Report every line in the rows below that contains the word "lake", copying each such line in full. Case counts.

**Record list**
++++
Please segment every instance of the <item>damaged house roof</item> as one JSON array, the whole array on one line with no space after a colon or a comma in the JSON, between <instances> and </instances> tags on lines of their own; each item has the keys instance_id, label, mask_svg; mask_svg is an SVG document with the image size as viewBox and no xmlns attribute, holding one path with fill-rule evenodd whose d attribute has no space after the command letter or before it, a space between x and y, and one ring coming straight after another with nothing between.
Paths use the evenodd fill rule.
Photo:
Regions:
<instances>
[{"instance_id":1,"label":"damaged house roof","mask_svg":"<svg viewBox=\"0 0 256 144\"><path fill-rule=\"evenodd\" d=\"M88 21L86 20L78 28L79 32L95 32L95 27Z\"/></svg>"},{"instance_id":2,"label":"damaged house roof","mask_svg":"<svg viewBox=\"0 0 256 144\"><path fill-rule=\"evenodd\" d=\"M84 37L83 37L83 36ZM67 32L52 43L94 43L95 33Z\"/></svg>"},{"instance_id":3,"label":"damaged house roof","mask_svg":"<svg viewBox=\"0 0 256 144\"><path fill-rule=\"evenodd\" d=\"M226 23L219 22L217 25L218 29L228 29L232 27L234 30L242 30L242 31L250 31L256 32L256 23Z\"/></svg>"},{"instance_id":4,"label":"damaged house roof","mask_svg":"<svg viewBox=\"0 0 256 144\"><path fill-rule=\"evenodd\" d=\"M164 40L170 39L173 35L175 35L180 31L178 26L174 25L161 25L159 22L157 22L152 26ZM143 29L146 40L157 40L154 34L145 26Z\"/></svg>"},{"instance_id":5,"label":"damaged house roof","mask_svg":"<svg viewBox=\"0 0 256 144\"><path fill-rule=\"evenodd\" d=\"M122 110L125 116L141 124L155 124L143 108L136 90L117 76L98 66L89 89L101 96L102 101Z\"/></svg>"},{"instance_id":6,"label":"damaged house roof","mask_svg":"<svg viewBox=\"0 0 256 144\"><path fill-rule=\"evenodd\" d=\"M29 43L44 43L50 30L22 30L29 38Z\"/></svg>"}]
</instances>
++++
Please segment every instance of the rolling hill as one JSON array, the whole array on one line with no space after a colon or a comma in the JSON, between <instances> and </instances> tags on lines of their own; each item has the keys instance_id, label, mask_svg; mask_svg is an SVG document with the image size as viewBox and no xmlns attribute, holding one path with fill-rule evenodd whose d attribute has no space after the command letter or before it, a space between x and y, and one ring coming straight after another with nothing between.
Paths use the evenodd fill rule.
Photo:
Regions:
++++
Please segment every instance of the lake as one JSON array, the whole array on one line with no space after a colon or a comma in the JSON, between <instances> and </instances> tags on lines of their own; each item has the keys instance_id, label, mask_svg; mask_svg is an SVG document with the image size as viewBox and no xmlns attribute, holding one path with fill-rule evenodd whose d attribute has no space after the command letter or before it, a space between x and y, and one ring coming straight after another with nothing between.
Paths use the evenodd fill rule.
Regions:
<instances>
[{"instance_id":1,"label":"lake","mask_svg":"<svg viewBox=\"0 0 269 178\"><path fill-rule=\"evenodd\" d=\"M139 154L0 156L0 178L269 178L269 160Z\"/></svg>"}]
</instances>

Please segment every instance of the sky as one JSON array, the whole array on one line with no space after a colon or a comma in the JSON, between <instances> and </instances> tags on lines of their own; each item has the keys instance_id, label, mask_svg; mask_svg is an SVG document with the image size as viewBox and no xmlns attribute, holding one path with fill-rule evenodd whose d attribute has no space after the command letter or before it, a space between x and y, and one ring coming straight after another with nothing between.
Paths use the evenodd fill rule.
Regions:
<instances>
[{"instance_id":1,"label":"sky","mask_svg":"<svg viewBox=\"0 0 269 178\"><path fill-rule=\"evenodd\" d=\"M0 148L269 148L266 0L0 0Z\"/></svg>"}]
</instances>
++++
**Written response**
Please segment every instance of the lake as one JSON array, the whole array on one line with no space after a colon or a comma in the JSON, between <instances> and </instances> tags on lines of their own; each item has the keys instance_id, label, mask_svg; mask_svg is an SVG document with the image size as viewBox and no xmlns attribute, holding one path with fill-rule evenodd whose d attribute has no space after the command letter or before it, a space between x and y, and one ring coming straight after another with nothing between.
[{"instance_id":1,"label":"lake","mask_svg":"<svg viewBox=\"0 0 269 178\"><path fill-rule=\"evenodd\" d=\"M139 154L0 156L0 178L269 178L269 160Z\"/></svg>"}]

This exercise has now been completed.